§ Task goal
The required output is the line with "Please mark every instance of the wooden" through the final line of the entries, each one exactly as it stands.

═══

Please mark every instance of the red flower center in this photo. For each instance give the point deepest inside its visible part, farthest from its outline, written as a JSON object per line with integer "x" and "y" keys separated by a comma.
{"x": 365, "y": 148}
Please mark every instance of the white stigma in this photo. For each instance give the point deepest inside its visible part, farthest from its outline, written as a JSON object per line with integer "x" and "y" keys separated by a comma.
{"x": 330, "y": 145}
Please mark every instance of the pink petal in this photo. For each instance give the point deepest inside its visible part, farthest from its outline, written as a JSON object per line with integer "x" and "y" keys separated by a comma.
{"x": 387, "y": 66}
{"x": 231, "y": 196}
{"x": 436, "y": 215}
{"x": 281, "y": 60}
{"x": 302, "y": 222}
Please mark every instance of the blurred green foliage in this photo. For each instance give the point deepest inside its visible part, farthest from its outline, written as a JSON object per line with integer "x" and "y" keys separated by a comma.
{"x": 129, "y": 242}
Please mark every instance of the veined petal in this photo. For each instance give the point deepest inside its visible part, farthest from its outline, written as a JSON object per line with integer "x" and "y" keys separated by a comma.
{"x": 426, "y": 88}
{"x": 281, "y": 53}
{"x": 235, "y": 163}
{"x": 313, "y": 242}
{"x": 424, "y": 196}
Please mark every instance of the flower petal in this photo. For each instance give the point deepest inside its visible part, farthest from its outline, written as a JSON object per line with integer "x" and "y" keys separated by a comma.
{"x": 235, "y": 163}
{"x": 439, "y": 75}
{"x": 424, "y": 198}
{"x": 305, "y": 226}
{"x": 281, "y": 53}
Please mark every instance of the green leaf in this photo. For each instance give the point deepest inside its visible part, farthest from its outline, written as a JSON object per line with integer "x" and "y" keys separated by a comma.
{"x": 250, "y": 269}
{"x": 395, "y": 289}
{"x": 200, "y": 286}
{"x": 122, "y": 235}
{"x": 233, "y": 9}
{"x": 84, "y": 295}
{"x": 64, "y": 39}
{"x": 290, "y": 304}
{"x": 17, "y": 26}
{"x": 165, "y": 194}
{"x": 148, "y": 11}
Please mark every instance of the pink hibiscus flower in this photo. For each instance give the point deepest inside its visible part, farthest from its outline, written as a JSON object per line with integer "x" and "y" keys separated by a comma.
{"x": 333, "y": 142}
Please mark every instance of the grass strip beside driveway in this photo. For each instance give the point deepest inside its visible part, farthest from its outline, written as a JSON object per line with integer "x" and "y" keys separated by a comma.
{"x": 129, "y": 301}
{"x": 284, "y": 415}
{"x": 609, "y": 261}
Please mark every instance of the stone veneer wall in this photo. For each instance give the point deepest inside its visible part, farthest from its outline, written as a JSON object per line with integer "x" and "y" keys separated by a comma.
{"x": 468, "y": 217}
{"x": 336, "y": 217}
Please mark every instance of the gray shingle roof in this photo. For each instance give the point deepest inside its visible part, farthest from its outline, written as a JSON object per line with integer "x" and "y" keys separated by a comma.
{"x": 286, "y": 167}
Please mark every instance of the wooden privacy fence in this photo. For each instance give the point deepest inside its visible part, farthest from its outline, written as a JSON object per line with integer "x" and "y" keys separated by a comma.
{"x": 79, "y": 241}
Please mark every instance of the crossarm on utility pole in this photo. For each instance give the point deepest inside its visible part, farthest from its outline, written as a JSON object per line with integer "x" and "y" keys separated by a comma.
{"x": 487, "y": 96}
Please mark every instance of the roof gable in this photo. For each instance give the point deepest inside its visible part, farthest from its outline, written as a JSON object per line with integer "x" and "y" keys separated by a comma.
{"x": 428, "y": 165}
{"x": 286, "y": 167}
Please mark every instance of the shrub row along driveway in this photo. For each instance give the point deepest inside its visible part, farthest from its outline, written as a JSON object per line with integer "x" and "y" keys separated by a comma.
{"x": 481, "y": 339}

═══

§ Your response
Please mark every instance of the wooden privacy fence in this photo. For each instance give the point deepest inside its visible part, farthest from its outline, written as a JSON object per line with integer "x" and "y" keys separated by a comma.
{"x": 79, "y": 241}
Please mark every instance of the crossarm on utility pole in this photo. For each instance give the point deepest inside its visible part, farthest from its outline, written as a JSON object per line with integer "x" and "y" keys separated by a comma.
{"x": 487, "y": 96}
Please mark every instance of the roof gable in this photo. For each instance give the point deepest inside its visible part, farthest from its outline, written as a JSON object per line with integer "x" and "y" keys separated by a comma.
{"x": 428, "y": 165}
{"x": 286, "y": 167}
Please mark every instance of the shrub row along driveway in this photo. For each instance give the point deepest inside its visible part, farthest from its outline, written as a JSON object per line with integer "x" and "y" keys separated by a comma.
{"x": 481, "y": 339}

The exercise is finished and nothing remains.